(Passage begins)
Democratic Republic of Congo President Joseph Kabila has outlined the new transitional government's first peacetime program of action after five years of civil war. But diplomats and analysts say the plan remains thin on detail.
In the People's Palace, the house of parliament in the heart of the capital, Kinshasa, President Kabila presented the program of action and called on politicians to unite in their effort to rebuild the country's infrastructure and reduce poverty.
Mr. Kabila, Africa's youngest president at aged 32, leads a transitional government of national unity that unites the former government with ex-rebel groups backed by neighboring Rwanda and Uganda, and aims to shepherd the country to democratic elections in two years' time.
More than three million lives were lost throughout Congo's conflict, mostly through war-related hunger and disease, and much of the country's infrastructure was left decimated.
Africa's third biggest country is seen as potentially one of the richest on the continent, with a wealth of mineral deposits. But Congo remains broken up, with huge swathes of forest and poor roads blocking access to many parts of the country.
(Passage ends)
(Excerpted data begins)
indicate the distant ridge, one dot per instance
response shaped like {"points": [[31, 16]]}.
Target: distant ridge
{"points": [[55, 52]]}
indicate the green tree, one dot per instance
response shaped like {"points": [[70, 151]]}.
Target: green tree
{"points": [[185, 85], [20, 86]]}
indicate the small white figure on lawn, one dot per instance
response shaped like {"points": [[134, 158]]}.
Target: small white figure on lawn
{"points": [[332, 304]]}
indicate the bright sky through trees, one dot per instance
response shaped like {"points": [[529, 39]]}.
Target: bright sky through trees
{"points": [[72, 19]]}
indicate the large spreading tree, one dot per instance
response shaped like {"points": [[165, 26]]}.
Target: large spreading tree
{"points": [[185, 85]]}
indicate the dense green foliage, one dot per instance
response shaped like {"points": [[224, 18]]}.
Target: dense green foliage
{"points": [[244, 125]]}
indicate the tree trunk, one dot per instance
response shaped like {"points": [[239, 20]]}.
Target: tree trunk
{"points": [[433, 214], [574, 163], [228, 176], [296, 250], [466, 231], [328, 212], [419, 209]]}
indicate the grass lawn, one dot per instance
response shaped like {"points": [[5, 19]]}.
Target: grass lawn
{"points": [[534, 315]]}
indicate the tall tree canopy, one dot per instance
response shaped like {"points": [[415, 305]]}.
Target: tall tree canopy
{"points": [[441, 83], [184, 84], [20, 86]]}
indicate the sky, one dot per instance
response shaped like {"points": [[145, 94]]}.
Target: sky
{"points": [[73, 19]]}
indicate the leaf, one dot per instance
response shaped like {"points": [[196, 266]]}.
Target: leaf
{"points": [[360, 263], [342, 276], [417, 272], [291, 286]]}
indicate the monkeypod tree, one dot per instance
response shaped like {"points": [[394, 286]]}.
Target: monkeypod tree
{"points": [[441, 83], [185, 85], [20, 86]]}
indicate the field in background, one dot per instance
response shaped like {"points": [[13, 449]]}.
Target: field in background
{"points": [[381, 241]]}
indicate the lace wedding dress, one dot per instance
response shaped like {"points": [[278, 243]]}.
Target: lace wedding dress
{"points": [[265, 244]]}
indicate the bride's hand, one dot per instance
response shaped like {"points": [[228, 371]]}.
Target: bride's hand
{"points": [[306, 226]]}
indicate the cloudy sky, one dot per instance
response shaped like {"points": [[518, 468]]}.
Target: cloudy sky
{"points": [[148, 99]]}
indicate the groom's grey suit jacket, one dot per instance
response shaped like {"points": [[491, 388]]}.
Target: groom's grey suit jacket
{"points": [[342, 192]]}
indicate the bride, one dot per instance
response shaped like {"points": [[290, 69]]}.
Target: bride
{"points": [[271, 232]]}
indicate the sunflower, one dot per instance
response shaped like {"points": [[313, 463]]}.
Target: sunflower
(Excerpted data ends)
**Directions**:
- A) According to the passage on Congo's transitional government, why is Africa's third biggest country seen as potentially one of the richest on the continent?
- B) Please go on with the report on Joseph Kabila's program of action from the point where it stops.

**Results**:
- A) The passage gives the country's wealth of mineral deposits as the reason.

- B)
The president outlined the priorities for his new government, which include spending on infrastructure, reconstruction of a new national army, better regional relations, sound economic management and cutting poverty by half by 2015. Money was promised for the agricultural, industrial, energy, transport and telecommunications sectors, as well as for roads, schools, health, water, and electrical supply.
President Kabila insisted that corruption would be tackled and the judicial system supported financially. He also stressed the importance of tackling the deadly HIV/AIDS virus.
Parliament is expected to begin its debate on Mr. Kabila's proposals by the beginning of next week.
Diplomats praised the government for coming up with a general plan of action but criticized it for taking so long to propose any concrete measures, especially over military reform, vital for a country with so many ex-rebel groups and militias.
The increased financial needs for such a program have already been outlined in an International Monetary Fund review for Congo, which calls for increases in taxes and foreign donor pledges.
The government is expected to increase its internal receipts for 2004 by 30 percent, mostly based on increased taxes. But analysts doubt the revenue, which will largely come from taxing 650 odd large companies and from customs duties, can be raised by the expected amount.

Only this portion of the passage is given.